## Texto fornecido
((

A arte como estratégia de investimento

O mercado de arte global, embora possua limitações e um tamanho mais reduzido em comparação a outros tipos de investimento, oferece uma gama de oportunidades únicas com potencial de alta lucratividade, sendo ainda pouco explorado pela maioria dos investidores. Ao longo dos anos, o investimento em arte tornou-se mais do que uma forma de possuir obras de prestígio estético cultural, e se transformou também em um meio de diversificar riscos em portfólios e buscar retornos significativos.

A compra e venda de obras artísticas é uma atividade que foi popularizada especialmente após o fim da Segunda Guerra Mundial – de acordo com o artigo “Art Investment: An Empirical Inquiry”. Em Novembro de 1987, o quadro “Lírios”, de Van Gogh, foi vendido pela sociedade de leilões Sotheby ‘s de Nova York pelo valor de 53,9 milhões de dólares. Apenas 40 anos antes, essa mesma obra havia sido comprada por 84 mil dólares, indicando uma taxa de retorno real de aproximadamente 12% por ano – taxa significativamente maior em comparação a ativos de risco similares no mercado da época. De acordo com uma publicação de 2008 do The Wall Street Journal, “A new generation of collectors, dealers and financiers have come to treat art as a highly sophisticated financial instrument: tradable, globally recognizable in demand and liquid around the world.”

))

## Tarefa A
Nas entradas, comece na linha que contém "If you could segment every instance of the candle, I" e vá até o fim delas. Reproduza esse trecho trocando "representative" por "typical" e mantenha todo o resto igual.
O texto e as entradas não têm nenhuma relação entre si.

[Dados coletados]

((

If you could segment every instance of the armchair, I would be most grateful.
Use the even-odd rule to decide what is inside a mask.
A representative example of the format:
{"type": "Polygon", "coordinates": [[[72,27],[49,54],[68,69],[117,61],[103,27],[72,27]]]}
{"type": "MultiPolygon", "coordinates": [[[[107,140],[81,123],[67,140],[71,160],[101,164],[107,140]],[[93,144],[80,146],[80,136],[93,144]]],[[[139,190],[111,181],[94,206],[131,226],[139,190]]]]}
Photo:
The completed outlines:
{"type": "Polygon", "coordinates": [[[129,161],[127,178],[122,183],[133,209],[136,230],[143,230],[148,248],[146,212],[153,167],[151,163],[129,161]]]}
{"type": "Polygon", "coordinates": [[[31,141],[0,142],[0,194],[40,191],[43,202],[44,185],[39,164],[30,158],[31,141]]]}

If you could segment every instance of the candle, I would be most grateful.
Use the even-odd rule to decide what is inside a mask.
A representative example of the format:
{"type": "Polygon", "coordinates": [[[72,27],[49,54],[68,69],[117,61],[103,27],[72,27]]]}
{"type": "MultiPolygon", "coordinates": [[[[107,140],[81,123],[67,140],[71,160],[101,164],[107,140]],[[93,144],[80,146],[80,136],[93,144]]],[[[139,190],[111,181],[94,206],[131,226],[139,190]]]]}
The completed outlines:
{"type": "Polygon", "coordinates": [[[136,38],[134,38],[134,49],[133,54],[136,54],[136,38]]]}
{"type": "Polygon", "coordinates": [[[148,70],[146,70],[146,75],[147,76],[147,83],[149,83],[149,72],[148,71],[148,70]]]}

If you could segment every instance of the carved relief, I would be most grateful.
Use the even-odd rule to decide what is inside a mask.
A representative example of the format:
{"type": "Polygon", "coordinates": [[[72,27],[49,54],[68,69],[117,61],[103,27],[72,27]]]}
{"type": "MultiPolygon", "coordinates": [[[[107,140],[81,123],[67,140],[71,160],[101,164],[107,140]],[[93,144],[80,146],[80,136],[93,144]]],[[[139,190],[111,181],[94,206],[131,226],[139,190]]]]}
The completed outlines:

))

## Tarefa B
Dê continuidade ao texto sobre a arte como estratégia de investimento, começando logo após a sua última frase.

## Resultado final A
If you could segment every instance of the candle, I would be most grateful.
Use the even-odd rule to decide what is inside a mask.
A typical example of the format:
{"type": "Polygon", "coordinates": [[[72,27],[49,54],[68,69],[117,61],[103,27],[72,27]]]}
{"type": "MultiPolygon", "coordinates": [[[[107,140],[81,123],[67,140],[71,160],[101,164],[107,140]],[[93,144],[80,146],[80,136],[93,144]]],[[[139,190],[111,181],[94,206],[131,226],[139,190]]]]}
The completed outlines:
{"type": "Polygon", "coordinates": [[[136,38],[134,38],[134,49],[133,54],[136,54],[136,38]]]}
{"type": "Polygon", "coordinates": [[[148,70],[146,70],[146,75],[147,76],[147,83],[149,83],[149,72],[148,71],[148,70]]]}

If you could segment every instance of the carved relief, I would be most grateful.
Use the even-odd rule to decide what is inside a mask.
A typical example of the format:
{"type": "Polygon", "coordinates": [[[72,27],[49,54],[68,69],[117,61],[103,27],[72,27]]]}
{"type": "MultiPolygon", "coordinates": [[[[107,140],[81,123],[67,140],[71,160],[101,164],[107,140]],[[93,144],[80,146],[80,136],[93,144]]],[[[139,190],[111,181],[94,206],[131,226],[139,190]]]]}
The completed outlines:

## Resultado final B
O apelo do mercado de investimentos em arte reside, parcialmente, em sua capacidade de oferecer retornos descorrelacionados em relação aos mercados financeiros tradicionais. Por serem considerados como ativos alternativos, investimentos artísticos e culturais via fundos estruturados e outros veículos são incorporados a diferentes portfólios para aumentar sua diversificação. Em períodos de maior volatilidade econômica, por exemplo, grandes obras de arte muitas vezes mantêm seu valor ou até mesmo se apreciam, atuando como ativos de segurança para investidores. A arte, por seu caráter de ativo tangível com valor intrínseco, pode proteger contra a inflação e outras formas de degradação econômica.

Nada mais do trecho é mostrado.